# Task 1
From the passage on Muslim unity, list the trivial questions that it says Christian clergy argued about in the royal court of Constantine.
# Task 2
Rewrite the portion of the passage on Muslim unity starting at "The companions of" and ending at "of Imran] 3:103)", substituting "separated" for "divided".

# Document segment
Qur’an teaches us to learn from history and not to repeat the mistakes of previous generations. The following examples from history will elucidate the point:
When Muslims conquered Constantinople (Istanbul) under the leadership of Sultan Muhammad Fatih in 1453 C.E., the Christian popes and priests were disunited and, instead of becoming united and making military plans against Muslims, they were arguing about the following trivial issues in the royal court of Constantine:
i) Did Mary remain virgin after giving birth to Jesus?
ii) How many angels can fit on the tip of a needle?
iii) What kind of bread did Jesus eat in his last supper? Was it baked or not?
The consequences of this disunity among Christians were horrible. Muslims were easily able to conquer Constantinople, which was the heart of Christian empire.
When the British were attacking and conquering the different Muslim states of India around 1800 C.E., Muslims of Indian sub-continent were disunited and they were busy in having debates among each other about such issues as:
i) Issue of "Imkaan-e-Kizb" which means "Can Allah tell a lie or not?
ii) Issue of "Imtinaa-e-Nazeer" which means "Can Allah create another person like Muhammad (peace be upon him)?
The consequence of this disunity among Muslims was not different than it is for any other nation. The British were able to conquer all the Muslim states in India by the year 1857 C.E. Similarly, it was because of this disunity that the Western imperial powers were able to convert the united states of Middle East into the disunited states of Middle East.
Today the defence system (immune system) of the Muslim ummah has become very weak. It seems as if it is suffering from an immuno-deficiency disease. One of the features of a healthy body with good defence system is that the anti-bodies (defence army of the body) learn from the past. It is not wise to blame non-Muslims for the condition of Muslims today. If a virus enters four people and one of them gets sick, we cannot just blame the virus for it. Why did the other three people did not get sick? Because they had strong immune system and the person who had weak defense system got sick. Imam -Shaafi has rightly said in one of his poetic verses which is translated as:
"We blame time and the fault is in us,
There is no fault in time except us." (Diwaan ash-Shaafi).
The companions of Prophet Muhammad (peace be upon him) had very strong immunity and defense system and they were united because they had vaccinated themselves with the Qur'an. The Muslims of today also need a vaccine of Qur'an and Sunnah at least once a day. In Qur’an, Allah says:
"And hold fast, all of you together, to the Rope of Allah (i.e. this Qur’an) and be not divided among yourselves."
(Al-'Imran [The Family of Imran] 3:103)
In addition, in Surah An-Nisa, Allah has said:
"If you differ in anything amongst yourselves, refer it to Allah and His Messenger (i.e. Qur’an and Sunnah)" (An-Nisa [The Women] ) 4:59
Rasool Allah (peace be upon him) has further clarified this prescription in the following authentic hadith:
"I am leaving with you two things. If you hold them tight, you will never go astray. They are the Book of Allah (Qur’an) and my Sunnah (Hadith)." (Sahih Hadith)
If the Muslims of today begin to understand and act upon the message of unity given in the Qur’an and Sunnah and become united, they will be able to uplift themselves from the state of decadence they are in today. This message applies to Muslims all over the world. Today, Muslims have to cultivate tolerance towards their fellow Muslims who differ from them. We, as a Muslim ummah, have to learn to sacrifice our ego in our community, tolerate difference of opinions within the boundaries of the Qur'an and Sunnah and we should not compete in raising our level of living and wealth. Only then we will be successful by the Will of Allah.

(Collected data)
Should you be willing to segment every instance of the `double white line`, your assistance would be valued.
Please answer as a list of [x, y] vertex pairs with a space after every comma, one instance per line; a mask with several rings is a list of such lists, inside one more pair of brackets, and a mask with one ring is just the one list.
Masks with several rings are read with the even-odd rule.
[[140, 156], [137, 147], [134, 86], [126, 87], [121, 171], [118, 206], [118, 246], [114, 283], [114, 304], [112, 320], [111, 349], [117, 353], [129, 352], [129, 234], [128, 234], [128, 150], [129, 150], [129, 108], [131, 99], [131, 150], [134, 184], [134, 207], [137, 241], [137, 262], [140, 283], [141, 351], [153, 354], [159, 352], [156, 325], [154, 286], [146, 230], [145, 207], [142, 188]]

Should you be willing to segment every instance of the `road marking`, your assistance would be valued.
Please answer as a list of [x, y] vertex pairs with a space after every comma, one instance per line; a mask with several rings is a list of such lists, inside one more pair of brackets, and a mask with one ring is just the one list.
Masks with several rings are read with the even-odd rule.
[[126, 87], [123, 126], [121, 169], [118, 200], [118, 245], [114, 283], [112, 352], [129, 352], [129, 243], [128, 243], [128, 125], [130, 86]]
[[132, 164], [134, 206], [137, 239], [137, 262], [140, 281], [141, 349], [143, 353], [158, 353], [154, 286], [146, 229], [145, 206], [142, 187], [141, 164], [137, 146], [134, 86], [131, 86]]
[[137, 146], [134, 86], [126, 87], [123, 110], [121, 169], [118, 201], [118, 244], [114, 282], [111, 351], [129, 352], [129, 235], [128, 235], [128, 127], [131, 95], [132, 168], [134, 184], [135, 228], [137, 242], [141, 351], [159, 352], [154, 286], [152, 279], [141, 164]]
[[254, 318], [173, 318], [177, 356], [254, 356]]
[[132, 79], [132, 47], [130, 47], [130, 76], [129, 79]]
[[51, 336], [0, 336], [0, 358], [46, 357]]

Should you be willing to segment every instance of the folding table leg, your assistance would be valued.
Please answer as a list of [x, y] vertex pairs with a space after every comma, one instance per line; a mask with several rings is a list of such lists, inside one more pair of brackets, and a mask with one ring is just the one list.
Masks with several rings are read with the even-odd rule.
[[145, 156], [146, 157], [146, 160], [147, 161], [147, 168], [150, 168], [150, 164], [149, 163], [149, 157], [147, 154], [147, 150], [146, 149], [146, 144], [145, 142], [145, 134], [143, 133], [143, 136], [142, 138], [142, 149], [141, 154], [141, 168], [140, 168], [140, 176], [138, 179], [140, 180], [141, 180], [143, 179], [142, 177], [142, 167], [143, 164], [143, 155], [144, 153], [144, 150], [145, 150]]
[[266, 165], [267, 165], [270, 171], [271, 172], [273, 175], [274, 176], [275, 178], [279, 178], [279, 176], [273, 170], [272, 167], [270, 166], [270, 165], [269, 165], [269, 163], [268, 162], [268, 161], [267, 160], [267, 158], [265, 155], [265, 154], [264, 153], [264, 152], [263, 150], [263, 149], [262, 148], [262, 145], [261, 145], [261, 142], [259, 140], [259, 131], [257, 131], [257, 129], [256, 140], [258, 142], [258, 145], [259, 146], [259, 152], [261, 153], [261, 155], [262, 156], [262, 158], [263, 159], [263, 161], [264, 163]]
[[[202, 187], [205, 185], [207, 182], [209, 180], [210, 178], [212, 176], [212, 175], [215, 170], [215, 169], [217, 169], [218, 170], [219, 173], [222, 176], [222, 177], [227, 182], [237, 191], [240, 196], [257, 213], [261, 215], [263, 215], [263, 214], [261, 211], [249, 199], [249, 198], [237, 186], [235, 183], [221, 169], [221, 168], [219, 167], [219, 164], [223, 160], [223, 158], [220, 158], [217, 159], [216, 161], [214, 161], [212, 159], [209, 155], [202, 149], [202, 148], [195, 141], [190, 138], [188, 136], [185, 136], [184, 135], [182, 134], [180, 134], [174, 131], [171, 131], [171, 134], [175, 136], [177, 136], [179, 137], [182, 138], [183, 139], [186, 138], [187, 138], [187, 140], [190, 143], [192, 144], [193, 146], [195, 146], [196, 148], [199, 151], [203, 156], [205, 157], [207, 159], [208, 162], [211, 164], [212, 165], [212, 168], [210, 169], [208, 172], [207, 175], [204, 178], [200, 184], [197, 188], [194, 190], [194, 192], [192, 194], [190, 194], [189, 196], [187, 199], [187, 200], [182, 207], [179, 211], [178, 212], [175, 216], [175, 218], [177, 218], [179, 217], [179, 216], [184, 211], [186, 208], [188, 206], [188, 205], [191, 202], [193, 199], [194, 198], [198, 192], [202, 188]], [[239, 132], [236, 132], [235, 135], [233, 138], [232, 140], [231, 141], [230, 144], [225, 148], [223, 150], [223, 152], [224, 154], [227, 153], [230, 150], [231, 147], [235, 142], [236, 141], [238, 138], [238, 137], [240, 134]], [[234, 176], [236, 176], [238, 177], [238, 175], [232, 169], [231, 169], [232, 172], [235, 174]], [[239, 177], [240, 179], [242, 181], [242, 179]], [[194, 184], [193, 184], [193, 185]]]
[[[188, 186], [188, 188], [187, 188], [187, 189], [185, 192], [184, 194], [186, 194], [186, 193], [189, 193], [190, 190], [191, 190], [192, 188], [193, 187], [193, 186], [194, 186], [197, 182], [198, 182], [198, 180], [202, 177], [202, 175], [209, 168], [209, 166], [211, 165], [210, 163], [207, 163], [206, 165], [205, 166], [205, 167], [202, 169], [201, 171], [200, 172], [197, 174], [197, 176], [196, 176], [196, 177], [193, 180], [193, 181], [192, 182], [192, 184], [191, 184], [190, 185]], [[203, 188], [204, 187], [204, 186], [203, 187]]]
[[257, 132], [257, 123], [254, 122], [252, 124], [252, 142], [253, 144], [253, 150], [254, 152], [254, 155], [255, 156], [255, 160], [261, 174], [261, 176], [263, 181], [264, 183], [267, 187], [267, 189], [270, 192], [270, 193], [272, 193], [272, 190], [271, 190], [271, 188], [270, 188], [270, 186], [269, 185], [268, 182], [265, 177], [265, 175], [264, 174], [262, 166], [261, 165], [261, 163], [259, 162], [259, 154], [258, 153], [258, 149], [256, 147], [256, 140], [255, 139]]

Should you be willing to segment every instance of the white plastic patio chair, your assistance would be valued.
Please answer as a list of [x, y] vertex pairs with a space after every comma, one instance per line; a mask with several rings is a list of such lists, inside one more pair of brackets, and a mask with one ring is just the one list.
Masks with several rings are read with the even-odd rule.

# Exercise output 1
- Did Mary remain virgin after giving birth to Jesus?
- How many angels can fit on the tip of a needle?
- What kind of bread did Jesus eat in his last supper? Was it baked or not?

# Exercise output 2
The companions of Prophet Muhammad (peace be upon him) had very strong immunity and defense system and they were united because they had vaccinated themselves with the Qur'an. The Muslims of today also need a vaccine of Qur'an and Sunnah at least once a day. In Qur’an, Allah says:
"And hold fast, all of you together, to the Rope of Allah (i.e. this Qur’an) and be not separated among yourselves."
(Al-'Imran [The Family of Imran] 3:103)